▶ _GIVEN RECORDS_:
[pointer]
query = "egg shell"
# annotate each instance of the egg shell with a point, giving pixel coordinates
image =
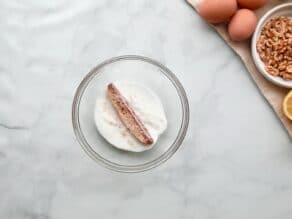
(242, 25)
(216, 11)
(251, 4)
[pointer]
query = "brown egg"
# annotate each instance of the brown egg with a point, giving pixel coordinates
(216, 11)
(242, 25)
(251, 4)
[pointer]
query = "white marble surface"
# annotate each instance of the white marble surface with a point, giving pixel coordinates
(235, 162)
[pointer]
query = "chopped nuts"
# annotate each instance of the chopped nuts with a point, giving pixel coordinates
(275, 47)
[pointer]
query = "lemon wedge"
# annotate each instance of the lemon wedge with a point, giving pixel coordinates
(287, 105)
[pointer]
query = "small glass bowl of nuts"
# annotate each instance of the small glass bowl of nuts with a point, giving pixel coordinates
(272, 45)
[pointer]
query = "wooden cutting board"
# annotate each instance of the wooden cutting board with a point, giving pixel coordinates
(273, 94)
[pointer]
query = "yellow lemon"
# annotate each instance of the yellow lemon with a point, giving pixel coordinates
(287, 105)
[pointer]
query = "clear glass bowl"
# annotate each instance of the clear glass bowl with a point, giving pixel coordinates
(141, 70)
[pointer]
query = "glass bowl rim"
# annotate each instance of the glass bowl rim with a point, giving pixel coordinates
(140, 167)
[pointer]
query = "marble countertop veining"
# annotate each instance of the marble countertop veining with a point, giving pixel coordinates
(235, 162)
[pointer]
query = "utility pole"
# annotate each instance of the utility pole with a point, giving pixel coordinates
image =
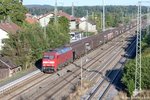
(138, 53)
(81, 73)
(148, 15)
(103, 15)
(72, 9)
(87, 16)
(55, 12)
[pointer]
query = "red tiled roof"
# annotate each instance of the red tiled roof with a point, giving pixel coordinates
(9, 27)
(31, 20)
(69, 17)
(45, 15)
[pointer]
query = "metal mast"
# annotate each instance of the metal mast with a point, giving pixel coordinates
(55, 11)
(87, 16)
(72, 9)
(148, 15)
(138, 53)
(103, 15)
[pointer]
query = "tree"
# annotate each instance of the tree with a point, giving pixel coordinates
(13, 9)
(129, 70)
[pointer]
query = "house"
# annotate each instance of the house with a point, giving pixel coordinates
(71, 19)
(7, 68)
(31, 19)
(5, 28)
(44, 19)
(87, 26)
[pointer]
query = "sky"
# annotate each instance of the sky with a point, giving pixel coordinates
(81, 2)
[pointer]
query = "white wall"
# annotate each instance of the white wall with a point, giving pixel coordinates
(89, 27)
(45, 20)
(72, 25)
(3, 35)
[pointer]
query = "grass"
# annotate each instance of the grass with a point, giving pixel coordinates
(76, 95)
(16, 76)
(144, 95)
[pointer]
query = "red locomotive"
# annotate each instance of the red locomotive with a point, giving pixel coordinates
(56, 58)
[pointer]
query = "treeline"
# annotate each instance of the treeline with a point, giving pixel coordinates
(80, 11)
(114, 16)
(129, 71)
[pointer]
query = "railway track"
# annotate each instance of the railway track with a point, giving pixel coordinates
(60, 87)
(103, 86)
(74, 73)
(9, 91)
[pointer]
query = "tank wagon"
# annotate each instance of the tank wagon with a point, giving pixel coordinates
(54, 59)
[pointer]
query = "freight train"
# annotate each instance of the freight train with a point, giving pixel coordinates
(54, 59)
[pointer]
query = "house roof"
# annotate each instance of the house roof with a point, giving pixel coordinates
(6, 63)
(69, 17)
(31, 20)
(45, 15)
(9, 27)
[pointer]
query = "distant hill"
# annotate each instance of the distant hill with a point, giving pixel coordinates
(39, 6)
(80, 11)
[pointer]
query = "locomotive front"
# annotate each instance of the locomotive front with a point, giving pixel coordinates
(49, 62)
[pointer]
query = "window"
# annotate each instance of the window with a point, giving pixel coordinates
(51, 57)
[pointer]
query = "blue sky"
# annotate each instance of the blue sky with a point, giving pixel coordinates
(81, 2)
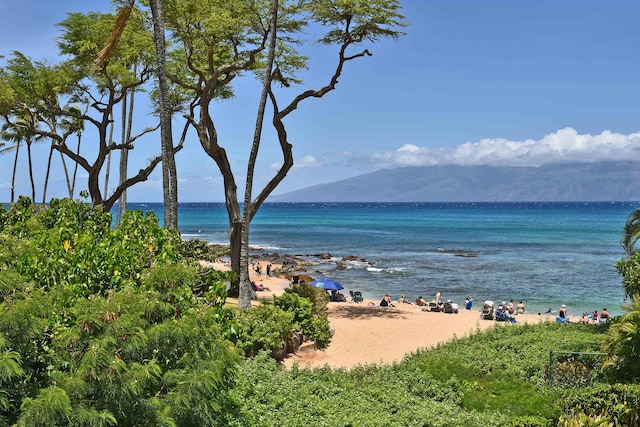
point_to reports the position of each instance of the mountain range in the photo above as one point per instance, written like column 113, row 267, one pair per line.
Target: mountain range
column 598, row 181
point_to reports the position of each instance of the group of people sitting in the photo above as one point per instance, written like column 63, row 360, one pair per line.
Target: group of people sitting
column 594, row 318
column 337, row 296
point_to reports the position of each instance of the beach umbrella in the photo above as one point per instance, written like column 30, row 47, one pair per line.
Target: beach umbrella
column 328, row 284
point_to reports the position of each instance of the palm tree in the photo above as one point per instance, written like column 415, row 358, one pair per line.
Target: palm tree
column 169, row 174
column 621, row 344
column 631, row 232
column 22, row 130
column 73, row 125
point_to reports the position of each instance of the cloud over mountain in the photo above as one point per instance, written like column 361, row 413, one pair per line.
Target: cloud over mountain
column 563, row 146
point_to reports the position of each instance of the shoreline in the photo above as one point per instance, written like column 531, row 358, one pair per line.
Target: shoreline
column 365, row 334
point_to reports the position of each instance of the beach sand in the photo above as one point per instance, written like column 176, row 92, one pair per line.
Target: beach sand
column 364, row 334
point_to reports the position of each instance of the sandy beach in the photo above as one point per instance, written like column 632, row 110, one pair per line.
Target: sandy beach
column 364, row 334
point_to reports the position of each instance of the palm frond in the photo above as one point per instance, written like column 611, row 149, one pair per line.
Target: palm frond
column 631, row 232
column 112, row 43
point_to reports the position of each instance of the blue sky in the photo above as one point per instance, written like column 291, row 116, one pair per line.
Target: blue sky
column 473, row 82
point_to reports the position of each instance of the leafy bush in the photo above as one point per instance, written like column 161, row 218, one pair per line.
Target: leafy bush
column 265, row 328
column 199, row 249
column 72, row 243
column 316, row 326
column 619, row 403
column 621, row 344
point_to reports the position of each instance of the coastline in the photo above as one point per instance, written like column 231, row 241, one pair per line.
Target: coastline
column 365, row 334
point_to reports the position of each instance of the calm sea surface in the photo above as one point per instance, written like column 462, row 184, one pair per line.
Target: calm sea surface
column 546, row 254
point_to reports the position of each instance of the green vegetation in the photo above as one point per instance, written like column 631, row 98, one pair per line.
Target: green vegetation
column 105, row 326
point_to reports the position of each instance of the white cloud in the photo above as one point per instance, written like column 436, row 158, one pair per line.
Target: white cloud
column 563, row 146
column 307, row 162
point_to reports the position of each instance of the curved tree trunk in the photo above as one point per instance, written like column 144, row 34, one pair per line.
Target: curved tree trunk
column 169, row 174
column 75, row 168
column 46, row 176
column 33, row 183
column 108, row 168
column 13, row 174
column 124, row 158
column 246, row 290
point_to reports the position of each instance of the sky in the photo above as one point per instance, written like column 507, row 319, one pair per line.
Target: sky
column 497, row 82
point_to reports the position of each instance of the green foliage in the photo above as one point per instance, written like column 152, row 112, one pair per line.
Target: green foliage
column 619, row 403
column 201, row 250
column 622, row 345
column 265, row 328
column 492, row 378
column 71, row 243
column 629, row 269
column 88, row 350
column 315, row 323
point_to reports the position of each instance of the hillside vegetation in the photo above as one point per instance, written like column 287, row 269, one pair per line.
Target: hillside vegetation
column 104, row 327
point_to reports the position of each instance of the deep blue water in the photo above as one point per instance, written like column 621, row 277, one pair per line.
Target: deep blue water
column 546, row 254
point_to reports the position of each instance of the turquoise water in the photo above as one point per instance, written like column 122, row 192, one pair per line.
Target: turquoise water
column 546, row 254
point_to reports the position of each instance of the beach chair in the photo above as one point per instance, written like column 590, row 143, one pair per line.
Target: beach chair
column 356, row 296
column 487, row 310
column 448, row 307
column 501, row 316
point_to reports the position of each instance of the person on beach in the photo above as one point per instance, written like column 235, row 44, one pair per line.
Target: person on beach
column 584, row 319
column 563, row 312
column 403, row 300
column 386, row 301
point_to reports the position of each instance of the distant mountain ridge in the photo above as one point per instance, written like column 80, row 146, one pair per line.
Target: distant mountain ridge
column 598, row 181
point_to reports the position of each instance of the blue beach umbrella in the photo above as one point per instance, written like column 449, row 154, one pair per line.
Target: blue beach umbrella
column 328, row 284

▶ _YOUR GOAL_: Go through the listing above and pull out each line containing the word "shell".

▶ _SOLVED PROBLEM_:
query = "egg shell"
# annotate each instance of the egg shell with a point, giving pixel coordinates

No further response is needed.